● 文書セクション
======
3日の米株式市場は昨年10月につけた過去最高値を上回って推移しています。
市場予想を下回る米雇用関連の経済指標を受けてFRBが今月に利下げするとの期待が高まり相場を支えています。
明日の独立記念日の祝日を控えて目先の利益を確定する売りも出やすく、上値が重い状態が続いています。
他にも利下げの期待値として、トランプ大統領がFRB理事に、利下げを主張するエコノミストのジュディ・シェルトン氏、セントルイス連邦準備銀行エコノミストのクリストファー・ウォーラー氏を指名する意向をツイッターで示しました。
シェルトン氏は現在、欧州復興開発銀行の米国代表理事を勤めています。金本位性の復活を主張し、一時はFRBの金融緩和策を批判したこともあります。
======
コレクション項目:
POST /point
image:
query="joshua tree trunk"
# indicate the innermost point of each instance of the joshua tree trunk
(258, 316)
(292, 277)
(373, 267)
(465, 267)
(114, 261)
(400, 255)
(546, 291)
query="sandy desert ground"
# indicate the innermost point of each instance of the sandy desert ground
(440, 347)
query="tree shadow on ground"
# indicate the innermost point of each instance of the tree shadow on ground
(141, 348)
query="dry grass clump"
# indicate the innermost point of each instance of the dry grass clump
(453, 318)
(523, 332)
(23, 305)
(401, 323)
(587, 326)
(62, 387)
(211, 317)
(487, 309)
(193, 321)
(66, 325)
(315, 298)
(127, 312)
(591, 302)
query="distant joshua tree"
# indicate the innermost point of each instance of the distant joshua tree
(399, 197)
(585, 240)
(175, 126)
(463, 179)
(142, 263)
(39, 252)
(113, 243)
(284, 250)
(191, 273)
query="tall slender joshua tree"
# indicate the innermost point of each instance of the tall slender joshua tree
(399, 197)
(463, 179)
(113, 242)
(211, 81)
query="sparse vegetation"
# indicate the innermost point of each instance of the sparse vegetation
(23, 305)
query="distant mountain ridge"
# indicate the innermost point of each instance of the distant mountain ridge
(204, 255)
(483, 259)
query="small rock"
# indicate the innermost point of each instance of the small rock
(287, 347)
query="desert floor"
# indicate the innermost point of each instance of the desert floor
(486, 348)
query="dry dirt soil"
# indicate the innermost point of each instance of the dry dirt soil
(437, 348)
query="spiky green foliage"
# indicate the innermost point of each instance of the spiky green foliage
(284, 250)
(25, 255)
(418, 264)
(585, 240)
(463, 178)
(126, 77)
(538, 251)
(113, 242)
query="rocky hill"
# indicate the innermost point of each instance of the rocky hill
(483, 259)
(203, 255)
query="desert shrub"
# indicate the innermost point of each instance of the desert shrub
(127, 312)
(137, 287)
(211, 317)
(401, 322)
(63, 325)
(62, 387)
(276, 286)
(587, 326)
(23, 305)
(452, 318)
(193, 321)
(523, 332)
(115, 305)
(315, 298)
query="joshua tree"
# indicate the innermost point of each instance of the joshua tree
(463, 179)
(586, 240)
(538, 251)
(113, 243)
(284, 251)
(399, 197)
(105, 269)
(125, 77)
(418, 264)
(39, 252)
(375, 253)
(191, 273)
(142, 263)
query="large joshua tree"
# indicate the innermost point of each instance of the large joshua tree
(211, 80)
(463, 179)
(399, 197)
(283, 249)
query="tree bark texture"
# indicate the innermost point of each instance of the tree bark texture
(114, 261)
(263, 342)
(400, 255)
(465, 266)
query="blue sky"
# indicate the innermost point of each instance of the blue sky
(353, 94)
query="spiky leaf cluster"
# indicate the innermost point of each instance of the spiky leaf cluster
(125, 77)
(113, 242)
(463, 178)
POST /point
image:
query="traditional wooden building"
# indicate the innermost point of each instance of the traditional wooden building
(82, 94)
======
● 課題一覧
• a. 米株式市場に関する記事の「3日の米株式市場は昨年10月につけた過去最高値を上回って推移しています。」から「向をツイッターで示しました。」までをすべて書き出し、「独立記念日」を「感謝祭」に置き換えて更新してください。
• b. 米株式市場に関する記事に名前が出てくる人物をすべて挙げてください。
これらの記録は、米株式市場に関する記事とは関係がありません。

● 解答一覧
• a.
3日の米株式市場は昨年10月につけた過去最高値を上回って推移しています。
市場予想を下回る米雇用関連の経済指標を受けてFRBが今月に利下げするとの期待が高まり相場を支えています。
明日の感謝祭の祝日を控えて目先の利益を確定する売りも出やすく、上値が重い状態が続いています。
他にも利下げの期待値として、トランプ大統領がFRB理事に、利下げを主張するエコノミストのジュディ・シェルトン氏、セントルイス連邦準備銀行エコノミストのクリストファー・ウォーラー氏を指名する意向をツイッターで示しました。

• b. トランプ大統領、ジュディ・シェルトン氏、クリストファー・ウォーラー氏